--- BEGIN Selected text ---

A black and white photo of Tom Petty with his arm crossed over his chest and holding a cigarette. Johnny Rotten wears a tie and holds a microphone.
Tom Petty and Johnny Rotten | Aaron Rapoport/Corbis via Getty Images; Ian Dickson/Redferns

The Heartbreakers didn’t want their music to be labeled as punk

Petty described his genre of music as rock ‘n’ roll, but others categorized it as punk in the early years of his career. He resented this. 

“Alright, what happened was they called us a punk band a lot, this is ’76, when we first came out, the end of ’76 I guess,” Petty told Hit Parader in 1980, per The Petty Archives. “We went over to England — the album did kind of well in England — and this is when Johnny Rotten, and The Ramones and the whole New York thing was going on. We would say in interviews, well we’re not punk, you’ve got that wrong, because we didn’t really think we were, and we weren’t you know.”

He said that he liked punk music, he just didn’t want his work to be construed as punk. 

“I said to somebody once, call me a punk and I’ll cut ya,” he said. “And they took me dead serious, literally, you know. And I kept reading, ‘Call him a punk and he’ll cut you.’ I was trying to make a little play on words there. So ever since, a lot of people ask me, well, you hate punks, right? The truth is we really enjoyed a lot of those records, and still do.”

--- END Selected text ---
--- BEGIN Dataset excerpts ---

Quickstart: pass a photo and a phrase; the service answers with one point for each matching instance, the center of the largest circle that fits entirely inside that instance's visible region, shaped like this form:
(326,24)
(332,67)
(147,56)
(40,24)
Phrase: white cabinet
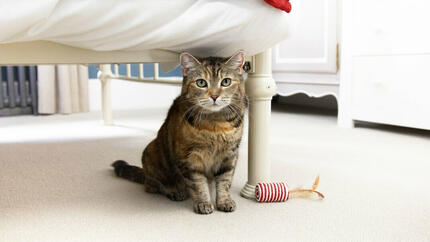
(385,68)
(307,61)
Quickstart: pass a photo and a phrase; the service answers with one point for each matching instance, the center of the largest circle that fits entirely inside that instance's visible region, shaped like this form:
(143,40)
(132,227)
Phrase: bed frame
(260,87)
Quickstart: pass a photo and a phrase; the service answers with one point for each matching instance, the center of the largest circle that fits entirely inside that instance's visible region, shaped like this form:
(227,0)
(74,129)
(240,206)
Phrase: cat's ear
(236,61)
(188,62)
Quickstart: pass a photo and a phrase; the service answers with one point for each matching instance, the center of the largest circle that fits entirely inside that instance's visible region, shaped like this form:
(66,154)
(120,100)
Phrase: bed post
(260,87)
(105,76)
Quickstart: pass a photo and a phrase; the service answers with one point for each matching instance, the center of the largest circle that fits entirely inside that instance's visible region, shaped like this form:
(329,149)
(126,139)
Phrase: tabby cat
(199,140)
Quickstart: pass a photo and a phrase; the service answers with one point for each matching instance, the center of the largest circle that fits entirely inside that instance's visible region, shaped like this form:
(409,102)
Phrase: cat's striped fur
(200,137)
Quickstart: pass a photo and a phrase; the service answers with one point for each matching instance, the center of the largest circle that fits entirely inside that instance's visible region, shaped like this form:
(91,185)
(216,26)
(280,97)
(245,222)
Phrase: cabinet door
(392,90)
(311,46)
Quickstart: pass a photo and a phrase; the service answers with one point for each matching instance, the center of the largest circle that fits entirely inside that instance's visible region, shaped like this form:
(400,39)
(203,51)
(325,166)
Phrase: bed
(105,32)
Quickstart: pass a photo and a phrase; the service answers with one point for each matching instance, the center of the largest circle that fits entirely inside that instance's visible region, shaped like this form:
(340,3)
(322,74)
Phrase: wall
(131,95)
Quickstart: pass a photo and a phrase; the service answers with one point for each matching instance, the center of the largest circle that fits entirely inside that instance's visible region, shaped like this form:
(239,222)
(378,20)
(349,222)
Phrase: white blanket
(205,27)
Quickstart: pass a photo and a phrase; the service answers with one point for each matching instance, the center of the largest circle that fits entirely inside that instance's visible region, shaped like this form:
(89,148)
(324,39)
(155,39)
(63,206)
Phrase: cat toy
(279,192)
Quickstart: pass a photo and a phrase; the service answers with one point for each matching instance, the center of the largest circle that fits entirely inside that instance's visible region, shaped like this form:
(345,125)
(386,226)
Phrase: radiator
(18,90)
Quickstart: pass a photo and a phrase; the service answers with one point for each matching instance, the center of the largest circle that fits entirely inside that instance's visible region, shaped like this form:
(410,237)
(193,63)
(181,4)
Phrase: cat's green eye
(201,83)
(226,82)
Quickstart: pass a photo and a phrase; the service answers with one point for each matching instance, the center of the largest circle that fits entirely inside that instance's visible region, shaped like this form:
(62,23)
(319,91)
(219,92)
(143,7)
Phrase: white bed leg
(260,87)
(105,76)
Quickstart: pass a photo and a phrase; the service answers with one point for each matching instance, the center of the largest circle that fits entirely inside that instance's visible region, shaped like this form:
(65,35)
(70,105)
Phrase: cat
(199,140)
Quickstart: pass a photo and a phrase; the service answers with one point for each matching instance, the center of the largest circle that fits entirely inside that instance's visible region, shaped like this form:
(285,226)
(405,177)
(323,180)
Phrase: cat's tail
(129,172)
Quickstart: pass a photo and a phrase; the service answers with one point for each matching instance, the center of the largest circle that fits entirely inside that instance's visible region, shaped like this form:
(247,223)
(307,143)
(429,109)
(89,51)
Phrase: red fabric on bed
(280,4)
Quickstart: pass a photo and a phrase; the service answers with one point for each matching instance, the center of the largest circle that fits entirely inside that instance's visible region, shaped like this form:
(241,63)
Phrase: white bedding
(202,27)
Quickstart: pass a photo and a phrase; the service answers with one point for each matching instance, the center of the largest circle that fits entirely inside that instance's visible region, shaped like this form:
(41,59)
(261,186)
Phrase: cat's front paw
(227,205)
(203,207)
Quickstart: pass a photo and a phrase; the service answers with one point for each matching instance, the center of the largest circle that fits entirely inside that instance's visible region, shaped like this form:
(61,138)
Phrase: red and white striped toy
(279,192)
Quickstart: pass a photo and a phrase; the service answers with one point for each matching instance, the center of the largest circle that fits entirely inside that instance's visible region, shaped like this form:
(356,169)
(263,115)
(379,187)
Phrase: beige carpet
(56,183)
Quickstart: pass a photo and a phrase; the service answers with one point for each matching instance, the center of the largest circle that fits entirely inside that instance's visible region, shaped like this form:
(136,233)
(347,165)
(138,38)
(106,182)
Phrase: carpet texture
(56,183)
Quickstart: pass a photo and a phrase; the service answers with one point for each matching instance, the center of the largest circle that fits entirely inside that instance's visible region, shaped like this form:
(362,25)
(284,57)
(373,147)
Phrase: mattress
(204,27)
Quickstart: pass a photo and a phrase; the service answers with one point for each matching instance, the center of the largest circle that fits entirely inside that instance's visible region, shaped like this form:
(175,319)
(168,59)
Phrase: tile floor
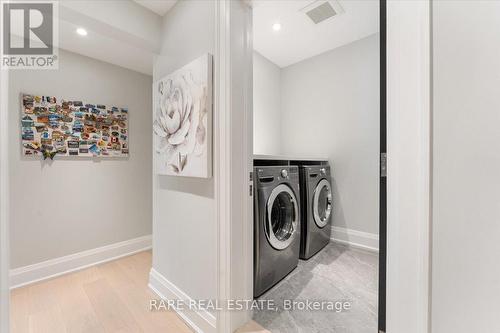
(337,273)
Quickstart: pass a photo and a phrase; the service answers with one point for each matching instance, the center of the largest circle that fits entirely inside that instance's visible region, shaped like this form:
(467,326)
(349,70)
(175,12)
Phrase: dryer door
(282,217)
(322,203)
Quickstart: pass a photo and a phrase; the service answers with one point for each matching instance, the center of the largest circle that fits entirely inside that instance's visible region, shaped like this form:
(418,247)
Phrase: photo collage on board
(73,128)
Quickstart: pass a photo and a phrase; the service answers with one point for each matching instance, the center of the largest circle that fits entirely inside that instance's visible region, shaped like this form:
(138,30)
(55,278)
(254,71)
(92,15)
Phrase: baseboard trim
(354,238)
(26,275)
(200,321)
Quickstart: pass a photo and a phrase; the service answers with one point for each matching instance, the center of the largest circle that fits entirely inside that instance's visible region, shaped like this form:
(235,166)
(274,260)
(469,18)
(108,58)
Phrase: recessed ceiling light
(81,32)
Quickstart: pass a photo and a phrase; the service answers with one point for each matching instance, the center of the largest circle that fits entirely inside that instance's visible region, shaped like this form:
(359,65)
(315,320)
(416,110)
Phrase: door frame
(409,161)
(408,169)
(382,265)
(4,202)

--- END Dataset excerpts ---

Task description: Quote the passage on Tom Petty and punk between "Tom Petty and" and "construed as punk.", inclusive.

Result:
Tom Petty and Johnny Rotten | Aaron Rapoport/Corbis via Getty Images; Ian Dickson/Redferns

The Heartbreakers didn’t want their music to be labeled as punk

Petty described his genre of music as rock ‘n’ roll, but others categorized it as punk in the early years of his career. He resented this. 

“Alright, what happened was they called us a punk band a lot, this is ’76, when we first came out, the end of ’76 I guess,” Petty told Hit Parader in 1980, per The Petty Archives. “We went over to England — the album did kind of well in England — and this is when Johnny Rotten, and The Ramones and the whole New York thing was going on. We would say in interviews, well we’re not punk, you’ve got that wrong, because we didn’t really think we were, and we weren’t you know.”

He said that he liked punk music, he just didn’t want his work to be construed as punk.